::: Material
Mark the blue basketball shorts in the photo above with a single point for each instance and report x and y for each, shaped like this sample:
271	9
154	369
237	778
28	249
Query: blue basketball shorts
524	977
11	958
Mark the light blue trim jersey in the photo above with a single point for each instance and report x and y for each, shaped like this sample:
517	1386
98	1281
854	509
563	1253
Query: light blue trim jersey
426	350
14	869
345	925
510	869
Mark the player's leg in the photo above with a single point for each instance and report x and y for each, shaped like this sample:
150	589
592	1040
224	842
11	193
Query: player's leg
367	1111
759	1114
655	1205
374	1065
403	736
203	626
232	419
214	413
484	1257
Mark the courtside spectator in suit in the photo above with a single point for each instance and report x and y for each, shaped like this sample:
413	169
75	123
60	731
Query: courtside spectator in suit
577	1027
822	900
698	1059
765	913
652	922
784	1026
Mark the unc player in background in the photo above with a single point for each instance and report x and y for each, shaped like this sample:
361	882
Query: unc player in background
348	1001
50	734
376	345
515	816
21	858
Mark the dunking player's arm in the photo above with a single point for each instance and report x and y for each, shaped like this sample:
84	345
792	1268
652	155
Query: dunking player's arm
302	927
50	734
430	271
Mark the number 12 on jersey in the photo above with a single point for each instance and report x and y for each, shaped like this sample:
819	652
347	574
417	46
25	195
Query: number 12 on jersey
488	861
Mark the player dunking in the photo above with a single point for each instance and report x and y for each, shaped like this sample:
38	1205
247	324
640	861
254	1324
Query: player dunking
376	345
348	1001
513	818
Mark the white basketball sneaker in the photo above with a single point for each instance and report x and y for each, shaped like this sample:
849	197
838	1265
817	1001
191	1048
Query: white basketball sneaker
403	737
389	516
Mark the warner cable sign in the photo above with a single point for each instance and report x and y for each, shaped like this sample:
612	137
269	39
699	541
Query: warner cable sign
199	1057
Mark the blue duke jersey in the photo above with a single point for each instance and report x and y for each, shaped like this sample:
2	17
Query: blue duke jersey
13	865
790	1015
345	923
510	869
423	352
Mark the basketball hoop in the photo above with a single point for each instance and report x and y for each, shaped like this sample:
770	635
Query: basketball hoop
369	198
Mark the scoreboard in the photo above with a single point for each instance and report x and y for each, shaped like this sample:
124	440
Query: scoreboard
::::::
Task to complete:
Rewrite every line of the items above as a single numbered list, omitting any blank lines.

Answer to the task:
1. Mark the blue basketball shorts in the photo above with a single point for each instance and report x and y for each, shaped like this sample:
2. 271	9
3. 154	369
4. 237	778
5. 28	249
6. Query: blue basketball shorts
7. 524	977
8. 11	958
9. Mark the light blue trim jersey in the photo above with a single point for each instance and report x and y for each, shaped like this sample:
10. 517	1386
11. 98	1281
12. 854	509
13. 563	1253
14. Query: light blue trim jersey
15. 426	350
16. 14	869
17. 345	925
18. 510	869
19. Mark the player's leg in the photo above with a single point for each instance and report x and y for each, shaped like this sample:
20. 150	589
21. 592	1040
22. 224	842
23. 11	193
24. Query: player's leg
25. 367	1111
26. 759	1114
27. 655	1205
28. 374	1065
29. 403	736
30. 203	626
31. 232	419
32. 214	413
33. 484	1257
34. Mark the courtside spectator in suit in the photo above with a single point for each instance and report x and y for each, shaped like this sample:
35. 413	169
36. 75	123
37. 60	731
38. Query: courtside spectator in suit
39. 577	1027
40. 822	900
41. 698	1059
42. 765	913
43. 652	922
44. 784	1026
45. Mark the unc player in background in the photo above with a single point for each instance and report x and y for each, shaped like this sample:
46. 361	882
47. Query: unc player in background
48. 348	1001
49. 50	734
50. 376	345
51. 515	816
52. 21	858
53. Mark the dunking player's arm in the photo above with a single point for each instance and report x and y for each, shaped like this sample:
54. 84	345
55. 792	1268
56. 652	155
57. Query: dunking player's arm
58. 302	927
59. 50	734
60. 430	271
61. Mark the number 12 on jersey in the photo above with a single point for each instance and report x and y for each, shaped like this sample:
62. 819	652
63. 347	574
64. 417	46
65. 25	195
66. Query: number 12 on jersey
67. 488	861
68. Mark the player dunking in the photo above with a single point for each instance and report x and y for each, shaped like this sample:
69. 38	1205
70. 247	324
71. 640	861
72. 254	1324
73. Query: player dunking
74. 376	345
75. 348	1001
76. 513	818
77. Mark the white basketball sneaker in the photo above with a single point for each instance and report x and y for each, shaped like this sample:
78. 849	197
79. 838	1265
80. 817	1001
81. 191	1048
82. Query: white basketball sneaker
83. 403	737
84. 389	516
85. Mark the warner cable sign in the photo above with a single point for each instance and report x and y for each, shaped like this sample:
86. 612	137
87. 269	39
88. 699	541
89. Query: warner cable sign
90. 199	1057
91. Mark the blue duke jersey in the photo above with a single point for each instance and report x and y for each, shaped like this sample:
92. 2	17
93. Query: blue duke jersey
94. 13	865
95. 790	1015
96. 345	923
97. 510	869
98. 423	352
99. Mark the basketball hoop in the photo above with a single point for each instance and report x and y for each, shaped like this sample:
100. 770	635
101. Query: basketball hoop
102. 369	198
103. Mark the scoreboard in the photo above with a single point for each instance and report x and y for each, shaped like this sample:
104. 124	440
105. Query: scoreboard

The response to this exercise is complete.